— AIM OF THE EXERCISE —
Please give only the number of lines in the items below that contain the word "room".

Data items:
--- START ---

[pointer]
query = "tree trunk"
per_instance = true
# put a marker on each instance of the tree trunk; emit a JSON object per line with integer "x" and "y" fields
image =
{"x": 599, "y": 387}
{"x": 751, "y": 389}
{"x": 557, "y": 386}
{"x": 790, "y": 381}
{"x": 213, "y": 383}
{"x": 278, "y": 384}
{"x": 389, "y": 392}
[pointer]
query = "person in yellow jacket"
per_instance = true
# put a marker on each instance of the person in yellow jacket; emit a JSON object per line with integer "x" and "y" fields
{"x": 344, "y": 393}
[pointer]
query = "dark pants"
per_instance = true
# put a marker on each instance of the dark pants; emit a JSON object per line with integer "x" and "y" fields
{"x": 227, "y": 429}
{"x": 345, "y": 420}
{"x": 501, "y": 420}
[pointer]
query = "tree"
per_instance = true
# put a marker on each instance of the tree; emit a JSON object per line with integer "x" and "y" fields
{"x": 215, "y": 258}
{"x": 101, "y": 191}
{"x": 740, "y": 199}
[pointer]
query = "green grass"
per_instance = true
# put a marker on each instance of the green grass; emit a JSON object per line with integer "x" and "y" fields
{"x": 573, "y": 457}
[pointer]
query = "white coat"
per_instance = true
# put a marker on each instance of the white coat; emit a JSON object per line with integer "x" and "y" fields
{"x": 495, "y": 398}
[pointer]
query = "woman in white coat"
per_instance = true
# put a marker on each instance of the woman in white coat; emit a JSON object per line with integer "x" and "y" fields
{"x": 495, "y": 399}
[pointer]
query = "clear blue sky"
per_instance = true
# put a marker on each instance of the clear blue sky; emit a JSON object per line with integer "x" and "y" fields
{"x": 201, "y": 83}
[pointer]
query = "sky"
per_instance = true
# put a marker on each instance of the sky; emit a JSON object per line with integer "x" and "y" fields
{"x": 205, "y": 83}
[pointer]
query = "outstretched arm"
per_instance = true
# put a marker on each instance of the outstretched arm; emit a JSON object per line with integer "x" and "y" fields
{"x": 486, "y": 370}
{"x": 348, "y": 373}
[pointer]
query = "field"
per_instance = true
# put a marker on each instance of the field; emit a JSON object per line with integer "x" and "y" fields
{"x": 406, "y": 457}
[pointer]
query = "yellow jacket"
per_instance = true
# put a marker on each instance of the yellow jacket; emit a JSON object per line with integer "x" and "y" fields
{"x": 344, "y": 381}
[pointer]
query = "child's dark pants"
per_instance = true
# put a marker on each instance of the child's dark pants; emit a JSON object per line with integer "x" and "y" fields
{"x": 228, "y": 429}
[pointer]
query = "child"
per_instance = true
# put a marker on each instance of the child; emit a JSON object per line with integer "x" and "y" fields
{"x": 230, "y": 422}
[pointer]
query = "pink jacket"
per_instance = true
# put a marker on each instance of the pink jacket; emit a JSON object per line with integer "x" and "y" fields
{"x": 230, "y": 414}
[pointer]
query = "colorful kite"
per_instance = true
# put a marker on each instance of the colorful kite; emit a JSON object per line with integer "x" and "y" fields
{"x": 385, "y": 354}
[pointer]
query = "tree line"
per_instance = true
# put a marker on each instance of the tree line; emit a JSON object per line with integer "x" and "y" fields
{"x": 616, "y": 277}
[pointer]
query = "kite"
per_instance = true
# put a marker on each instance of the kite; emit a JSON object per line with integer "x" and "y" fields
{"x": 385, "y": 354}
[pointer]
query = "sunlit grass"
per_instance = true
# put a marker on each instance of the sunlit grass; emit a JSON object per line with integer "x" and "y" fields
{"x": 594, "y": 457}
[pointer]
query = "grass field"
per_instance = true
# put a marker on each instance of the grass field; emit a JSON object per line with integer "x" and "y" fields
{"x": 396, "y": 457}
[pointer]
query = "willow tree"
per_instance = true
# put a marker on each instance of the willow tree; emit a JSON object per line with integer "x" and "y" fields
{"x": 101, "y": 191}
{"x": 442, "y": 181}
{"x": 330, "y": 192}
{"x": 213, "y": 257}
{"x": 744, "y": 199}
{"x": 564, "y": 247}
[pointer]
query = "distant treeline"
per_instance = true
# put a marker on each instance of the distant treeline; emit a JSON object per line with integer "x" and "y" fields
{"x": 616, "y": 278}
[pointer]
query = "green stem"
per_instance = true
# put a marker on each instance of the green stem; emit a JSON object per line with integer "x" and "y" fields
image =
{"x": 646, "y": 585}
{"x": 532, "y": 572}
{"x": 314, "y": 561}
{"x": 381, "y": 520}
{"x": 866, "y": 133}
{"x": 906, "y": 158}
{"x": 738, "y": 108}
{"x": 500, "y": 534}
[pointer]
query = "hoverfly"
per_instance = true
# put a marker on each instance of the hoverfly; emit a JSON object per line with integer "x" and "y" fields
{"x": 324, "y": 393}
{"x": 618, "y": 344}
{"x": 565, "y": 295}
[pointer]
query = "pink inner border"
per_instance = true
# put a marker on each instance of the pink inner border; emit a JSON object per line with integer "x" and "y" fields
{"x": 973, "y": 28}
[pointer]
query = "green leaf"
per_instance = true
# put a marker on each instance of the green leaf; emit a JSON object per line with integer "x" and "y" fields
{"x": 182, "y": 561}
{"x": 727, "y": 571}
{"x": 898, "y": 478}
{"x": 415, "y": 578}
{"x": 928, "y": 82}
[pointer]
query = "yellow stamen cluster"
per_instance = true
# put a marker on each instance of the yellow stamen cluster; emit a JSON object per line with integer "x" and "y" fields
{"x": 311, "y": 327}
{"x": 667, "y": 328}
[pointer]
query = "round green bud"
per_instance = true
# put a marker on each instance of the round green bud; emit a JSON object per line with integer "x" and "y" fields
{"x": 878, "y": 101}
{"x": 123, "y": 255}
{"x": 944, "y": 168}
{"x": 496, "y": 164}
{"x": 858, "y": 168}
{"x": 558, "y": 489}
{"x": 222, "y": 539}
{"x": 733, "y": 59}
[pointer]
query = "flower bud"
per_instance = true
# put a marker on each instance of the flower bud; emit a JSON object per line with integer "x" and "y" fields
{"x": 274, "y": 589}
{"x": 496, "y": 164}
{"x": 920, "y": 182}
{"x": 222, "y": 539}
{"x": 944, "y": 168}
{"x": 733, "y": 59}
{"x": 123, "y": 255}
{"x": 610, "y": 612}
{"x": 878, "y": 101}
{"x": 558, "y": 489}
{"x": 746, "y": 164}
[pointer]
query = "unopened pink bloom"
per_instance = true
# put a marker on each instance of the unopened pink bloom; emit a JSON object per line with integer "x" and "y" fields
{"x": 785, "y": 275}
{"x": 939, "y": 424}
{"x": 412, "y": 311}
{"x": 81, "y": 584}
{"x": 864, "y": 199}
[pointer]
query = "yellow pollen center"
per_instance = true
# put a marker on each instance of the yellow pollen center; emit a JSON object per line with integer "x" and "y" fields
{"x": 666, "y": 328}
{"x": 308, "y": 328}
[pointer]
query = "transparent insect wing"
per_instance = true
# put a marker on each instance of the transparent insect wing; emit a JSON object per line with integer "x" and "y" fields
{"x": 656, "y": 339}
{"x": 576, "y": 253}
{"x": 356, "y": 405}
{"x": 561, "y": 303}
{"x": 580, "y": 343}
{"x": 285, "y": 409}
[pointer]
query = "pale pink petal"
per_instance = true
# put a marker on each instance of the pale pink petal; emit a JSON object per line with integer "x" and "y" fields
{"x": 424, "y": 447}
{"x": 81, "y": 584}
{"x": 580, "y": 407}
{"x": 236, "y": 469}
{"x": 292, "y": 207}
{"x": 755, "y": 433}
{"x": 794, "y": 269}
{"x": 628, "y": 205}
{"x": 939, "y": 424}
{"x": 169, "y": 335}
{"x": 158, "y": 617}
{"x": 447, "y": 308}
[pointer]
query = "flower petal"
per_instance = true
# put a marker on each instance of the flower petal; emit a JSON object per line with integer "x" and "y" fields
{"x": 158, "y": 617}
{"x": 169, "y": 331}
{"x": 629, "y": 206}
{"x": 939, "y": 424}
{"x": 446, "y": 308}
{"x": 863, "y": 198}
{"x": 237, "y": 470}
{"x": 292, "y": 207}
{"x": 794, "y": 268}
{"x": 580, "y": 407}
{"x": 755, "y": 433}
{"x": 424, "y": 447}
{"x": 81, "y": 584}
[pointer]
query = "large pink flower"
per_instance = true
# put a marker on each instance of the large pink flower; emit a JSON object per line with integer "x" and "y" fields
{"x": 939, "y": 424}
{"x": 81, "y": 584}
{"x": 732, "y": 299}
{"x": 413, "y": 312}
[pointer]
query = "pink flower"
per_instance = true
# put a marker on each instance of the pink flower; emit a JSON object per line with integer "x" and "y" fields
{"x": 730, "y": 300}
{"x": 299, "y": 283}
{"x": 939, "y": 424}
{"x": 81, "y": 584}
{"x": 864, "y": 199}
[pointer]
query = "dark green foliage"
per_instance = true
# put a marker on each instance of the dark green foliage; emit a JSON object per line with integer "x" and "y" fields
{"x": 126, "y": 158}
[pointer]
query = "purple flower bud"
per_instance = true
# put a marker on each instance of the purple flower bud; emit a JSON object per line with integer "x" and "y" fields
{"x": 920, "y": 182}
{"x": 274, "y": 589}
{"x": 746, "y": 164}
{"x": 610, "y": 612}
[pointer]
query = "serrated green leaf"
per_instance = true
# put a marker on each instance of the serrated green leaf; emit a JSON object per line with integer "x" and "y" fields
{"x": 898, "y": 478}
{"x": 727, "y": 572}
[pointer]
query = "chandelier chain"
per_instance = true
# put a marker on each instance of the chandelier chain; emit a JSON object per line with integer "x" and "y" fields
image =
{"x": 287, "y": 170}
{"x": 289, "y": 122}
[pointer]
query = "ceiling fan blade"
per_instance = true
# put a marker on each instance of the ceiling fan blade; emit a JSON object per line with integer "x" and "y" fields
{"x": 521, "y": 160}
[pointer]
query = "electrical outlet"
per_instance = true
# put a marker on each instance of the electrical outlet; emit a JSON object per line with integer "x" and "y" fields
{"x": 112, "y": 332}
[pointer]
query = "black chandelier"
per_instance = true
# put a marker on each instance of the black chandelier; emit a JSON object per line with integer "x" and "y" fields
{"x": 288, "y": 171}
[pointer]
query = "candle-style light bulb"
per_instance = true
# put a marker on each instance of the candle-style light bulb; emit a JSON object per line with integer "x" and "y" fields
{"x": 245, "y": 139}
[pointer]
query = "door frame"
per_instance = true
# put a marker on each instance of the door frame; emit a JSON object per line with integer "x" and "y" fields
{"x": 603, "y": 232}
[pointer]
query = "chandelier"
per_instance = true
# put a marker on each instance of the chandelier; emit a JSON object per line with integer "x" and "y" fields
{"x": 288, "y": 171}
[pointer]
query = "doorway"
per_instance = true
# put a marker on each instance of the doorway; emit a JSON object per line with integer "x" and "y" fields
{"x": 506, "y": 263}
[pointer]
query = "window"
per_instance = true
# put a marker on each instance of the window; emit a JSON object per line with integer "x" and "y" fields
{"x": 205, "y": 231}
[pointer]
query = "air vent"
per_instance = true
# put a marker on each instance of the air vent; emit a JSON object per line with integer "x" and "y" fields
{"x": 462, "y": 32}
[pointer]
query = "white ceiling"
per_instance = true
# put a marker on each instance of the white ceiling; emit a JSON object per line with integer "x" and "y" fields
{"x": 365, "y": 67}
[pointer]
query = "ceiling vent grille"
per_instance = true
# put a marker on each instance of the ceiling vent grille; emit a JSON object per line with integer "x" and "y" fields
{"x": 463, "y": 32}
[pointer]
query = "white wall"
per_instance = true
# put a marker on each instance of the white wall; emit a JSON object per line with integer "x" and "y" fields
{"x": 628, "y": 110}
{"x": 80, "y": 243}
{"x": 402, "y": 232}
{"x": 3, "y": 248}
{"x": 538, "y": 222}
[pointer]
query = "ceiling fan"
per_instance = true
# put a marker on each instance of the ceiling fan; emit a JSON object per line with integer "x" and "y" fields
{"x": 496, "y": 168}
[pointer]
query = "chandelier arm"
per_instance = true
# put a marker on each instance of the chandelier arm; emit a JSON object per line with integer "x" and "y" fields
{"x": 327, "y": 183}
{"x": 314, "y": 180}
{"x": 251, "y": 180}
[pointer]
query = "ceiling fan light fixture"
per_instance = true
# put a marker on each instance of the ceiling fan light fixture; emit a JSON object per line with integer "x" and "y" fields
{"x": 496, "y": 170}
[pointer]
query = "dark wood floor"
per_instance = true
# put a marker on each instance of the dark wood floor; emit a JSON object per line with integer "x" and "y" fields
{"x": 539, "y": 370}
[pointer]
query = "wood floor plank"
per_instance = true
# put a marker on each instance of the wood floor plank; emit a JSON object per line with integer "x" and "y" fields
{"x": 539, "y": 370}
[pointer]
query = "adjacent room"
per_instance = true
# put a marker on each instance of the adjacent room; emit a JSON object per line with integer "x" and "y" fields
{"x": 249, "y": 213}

--- END ---

— RESULT OF THE TASK —
2